GIVEN PROBLEM 1 ▸
Copy a section of the passage on voltage regulators and power grid analysis word for word, starting at "The power grids by" and ending at "it, as well.".
GIVEN PROBLEM 2 ▸
Extend the passage on voltage regulators and power grid analysis, picking up after its final sentence.

READING PASSAGE ▸
· · · ·

This is where voltage monitoring comes in, which is why design architects include multiple voltage regulators on an SoC. That provides another dimension of challenge for the design, even on the power signoff side because when the power is controlled by the voltage regulator, a concurrent analysis must be done of the power grids along with the voltage regulator.
The power grids by themselves are very large, but they’re also linear, because it’s just R and C to be extracted. There is no active device on it. However, the voltage regulator is a very sensitive analog circuit, which requires SPICE-level simulation to analyze it. When you do the analysis on the power supply system, all of a sudden it becomes a concurrent analysis issue. It isn’t just a single metal grid because it has a sensitive analog circuit on it, as well.
“When you do this, you want to analyze it with SPICE-level simulation on the voltage regular, and you also need to run a very large scale digital type of matrix solving R&C analysis of the grids. That’s the challenge design teams need to consider,” Zhao said.

· · · ·

PROVIDED RECORDS ▸
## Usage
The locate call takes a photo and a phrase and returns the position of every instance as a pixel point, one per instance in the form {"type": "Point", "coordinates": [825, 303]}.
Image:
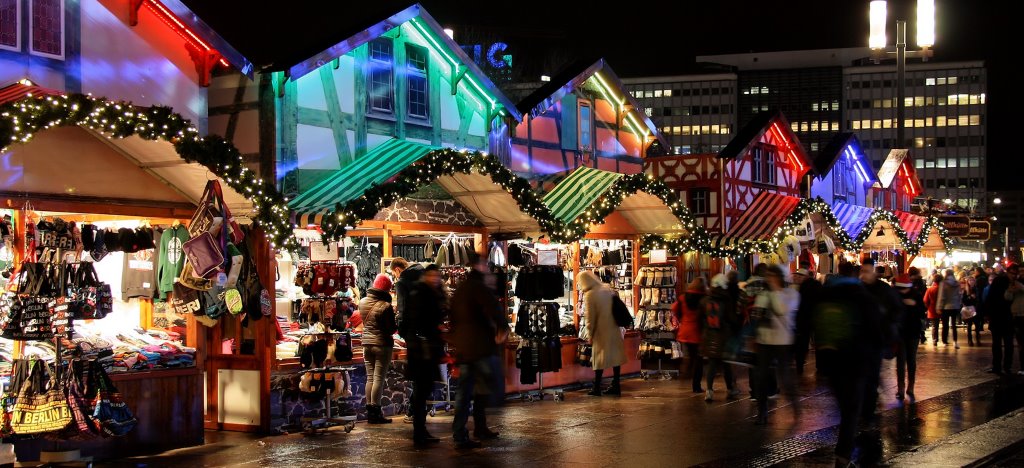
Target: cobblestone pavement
{"type": "Point", "coordinates": [654, 423]}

· · · ·

WRITTEN ANSWER 1 ▸
The power grids by themselves are very large, but they’re also linear, because it’s just R and C to be extracted. There is no active device on it. However, the voltage regulator is a very sensitive analog circuit, which requires SPICE-level simulation to analyze it. When you do the analysis on the power supply system, all of a sudden it becomes a concurrent analysis issue. It isn’t just a single metal grid because it has a sensitive analog circuit on it, as well.

WRITTEN ANSWER 2 ▸
Voltages can be monitored by an ADC, as well. “For circuits without an ADC, it is common to monitor the output of a reference voltage output using the output of a second reference,” said Mentor’s Sunter. “If the first reference is derived from an NPN bipolar transistor’s bandgap voltage, the second reference would be derived from a PNP transistor to reduce the likelihood of a failure common to both bandgap circuits. A basic comparator is commonly used to compare voltages, and its two inputs can be periodically reversed by a clock signal to check that the comparator’s digital output switches synchronously with the clock, to facilitate built-in test of the comparator.”
Alternatively, Moortec’s Crosher said that the best way to deal with these complex issues is through finer-grain and more responsive in-chip supply and voltage monitoring. “The designer is able to develop higher performance optimization schemes, whilst ensuring devices and hence product, remains operational within its application.”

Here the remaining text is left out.